Objective a: Reproduce verbatim the passage of the article on technology risks for fitness clubs that begins with the words containing "Websites and the" and ends with "your health club?".

Page text:
Implementing the latest technologies in your club can be a great way to stay ahead of your competitors, but if you're not careful, it can also get you in trouble. Your members may love not having to carry a membership card with them to access your facility, but if you're using biometric information in your club, you can't afford to not be up-to-date on the latest data privacy policies. Then consider your website. Having a website for your business may not seem like something new, but as our world gets more and more digital, you have to ensure you're complying with any and all regulations regarding your website.
Technology Can Grow Your Fitness Business—But Know the Risks
Technologies new and old can be critical to growing your business, but understanding the risks associated with technology at the club is essential. IHRSA is here to keep you up to speed on tech in your club, from websites to retina scans.
Websites and the Americans with Disabilities Act
If you think it doesn't matter to make sure your website is compatible with screen readers or to have subtitles on your videos, think again. These are elements of website accessibility, a practice that aims to ensure that users who are deaf, blind, or living with any form of disability can access online content with the same level of independence and privacy as anyone else.
It is something even a celebrity like Beyoncé has to comply with, or risk being sued. In Beyoncé's case, a blind fan wanted to buy an album from her website but was unable to do so. Now, the fan is suing Beyoncé’s Parkwood Entertainment in a proposed class action, alleging the performer's website is not equally accessible to the blind and visually impaired.
Why should you care that a fan is suing Beyoncé? What does this case have to do with your health club?
Well, the same law that is being used to sue Beyoncé can be used to sue your health club. Under Title III of the Americans with Disability Act (ADA), no individual may be discriminated against on the basis of disability with regards to the full and equal enjoyment of the goods, services, facilities, or accommodations of any place of public accommodation—including health clubs. In the last few years, plaintiff’s attorneys, representing people with disabilities, have filed public accommodations lawsuits claiming that businesses’—not just celebrities’—websites are not accessible to people with disabilities.

Input material:
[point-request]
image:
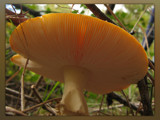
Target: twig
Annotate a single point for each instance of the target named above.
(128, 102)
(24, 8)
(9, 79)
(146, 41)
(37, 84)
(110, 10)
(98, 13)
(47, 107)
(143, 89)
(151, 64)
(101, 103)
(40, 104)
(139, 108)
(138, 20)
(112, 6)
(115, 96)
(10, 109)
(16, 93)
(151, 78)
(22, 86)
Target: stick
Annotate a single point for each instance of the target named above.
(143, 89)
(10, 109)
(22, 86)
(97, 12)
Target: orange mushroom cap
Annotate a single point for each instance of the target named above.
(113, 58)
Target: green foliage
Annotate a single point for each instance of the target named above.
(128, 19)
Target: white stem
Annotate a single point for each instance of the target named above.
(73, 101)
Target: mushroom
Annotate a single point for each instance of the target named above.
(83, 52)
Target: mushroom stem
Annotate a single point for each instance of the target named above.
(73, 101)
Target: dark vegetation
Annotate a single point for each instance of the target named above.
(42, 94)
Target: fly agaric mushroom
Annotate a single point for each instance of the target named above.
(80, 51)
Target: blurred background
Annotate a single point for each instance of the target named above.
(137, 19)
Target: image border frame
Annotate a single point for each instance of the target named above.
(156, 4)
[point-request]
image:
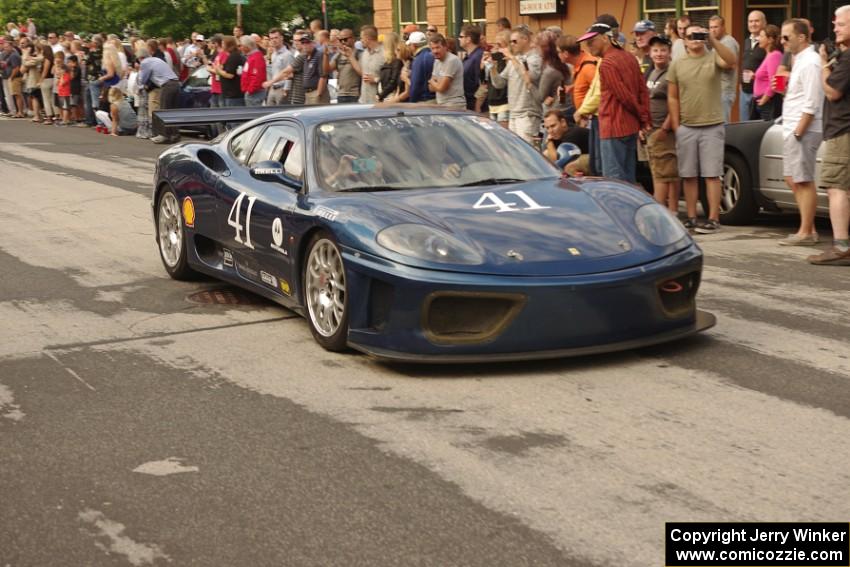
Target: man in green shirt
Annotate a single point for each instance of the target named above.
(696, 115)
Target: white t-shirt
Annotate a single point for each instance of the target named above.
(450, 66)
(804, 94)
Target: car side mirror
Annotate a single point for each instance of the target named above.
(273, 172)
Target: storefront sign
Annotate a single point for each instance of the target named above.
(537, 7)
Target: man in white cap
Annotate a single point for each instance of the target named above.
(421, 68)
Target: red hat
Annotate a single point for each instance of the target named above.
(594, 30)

--

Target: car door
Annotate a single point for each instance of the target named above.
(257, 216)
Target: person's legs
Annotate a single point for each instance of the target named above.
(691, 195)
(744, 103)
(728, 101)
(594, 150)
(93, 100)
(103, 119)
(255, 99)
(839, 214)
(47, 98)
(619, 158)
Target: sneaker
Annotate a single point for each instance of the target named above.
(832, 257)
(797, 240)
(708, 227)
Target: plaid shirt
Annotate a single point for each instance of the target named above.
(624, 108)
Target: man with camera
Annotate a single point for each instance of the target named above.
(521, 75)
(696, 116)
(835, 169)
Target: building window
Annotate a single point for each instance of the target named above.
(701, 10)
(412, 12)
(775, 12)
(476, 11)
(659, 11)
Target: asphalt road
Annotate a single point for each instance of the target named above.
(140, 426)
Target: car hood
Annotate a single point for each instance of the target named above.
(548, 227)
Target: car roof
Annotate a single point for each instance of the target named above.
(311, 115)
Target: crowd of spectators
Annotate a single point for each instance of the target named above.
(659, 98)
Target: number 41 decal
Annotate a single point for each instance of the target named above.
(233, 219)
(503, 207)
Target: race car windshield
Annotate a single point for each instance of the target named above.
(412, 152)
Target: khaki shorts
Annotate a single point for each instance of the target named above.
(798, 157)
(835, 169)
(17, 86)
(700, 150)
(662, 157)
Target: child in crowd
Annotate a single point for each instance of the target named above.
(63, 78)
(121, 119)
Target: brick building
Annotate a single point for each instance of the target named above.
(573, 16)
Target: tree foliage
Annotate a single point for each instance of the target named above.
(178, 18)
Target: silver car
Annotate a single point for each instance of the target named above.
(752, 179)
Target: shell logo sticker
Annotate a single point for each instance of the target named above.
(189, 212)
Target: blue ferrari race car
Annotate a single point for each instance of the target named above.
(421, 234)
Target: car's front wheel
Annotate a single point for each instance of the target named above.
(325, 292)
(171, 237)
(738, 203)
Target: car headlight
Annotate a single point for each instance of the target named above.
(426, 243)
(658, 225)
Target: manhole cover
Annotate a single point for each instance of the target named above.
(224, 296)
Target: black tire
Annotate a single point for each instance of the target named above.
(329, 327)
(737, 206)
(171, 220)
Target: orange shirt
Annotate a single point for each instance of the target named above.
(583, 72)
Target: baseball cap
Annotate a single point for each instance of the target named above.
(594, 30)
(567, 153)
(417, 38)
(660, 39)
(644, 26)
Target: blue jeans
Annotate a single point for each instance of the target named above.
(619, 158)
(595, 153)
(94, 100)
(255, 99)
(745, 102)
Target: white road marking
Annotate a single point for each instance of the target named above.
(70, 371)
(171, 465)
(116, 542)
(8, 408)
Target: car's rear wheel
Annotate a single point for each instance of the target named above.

Objective b: Report only the number of rows above that contain the string "crowd", counting case-sensitively.

Correct answer a:
Websites and the Americans with Disabilities Act
If you think it doesn't matter to make sure your website is compatible with screen readers or to have subtitles on your videos, think again. These are elements of website accessibility, a practice that aims to ensure that users who are deaf, blind, or living with any form of disability can access online content with the same level of independence and privacy as anyone else.
It is something even a celebrity like Beyoncé has to comply with, or risk being sued. In Beyoncé's case, a blind fan wanted to buy an album from her website but was unable to do so. Now, the fan is suing Beyoncé’s Parkwood Entertainment in a proposed class action, alleging the performer's website is not equally accessible to the blind and visually impaired.
Why should you care that a fan is suing Beyoncé? What does this case have to do with your health club?

Correct answer b: 2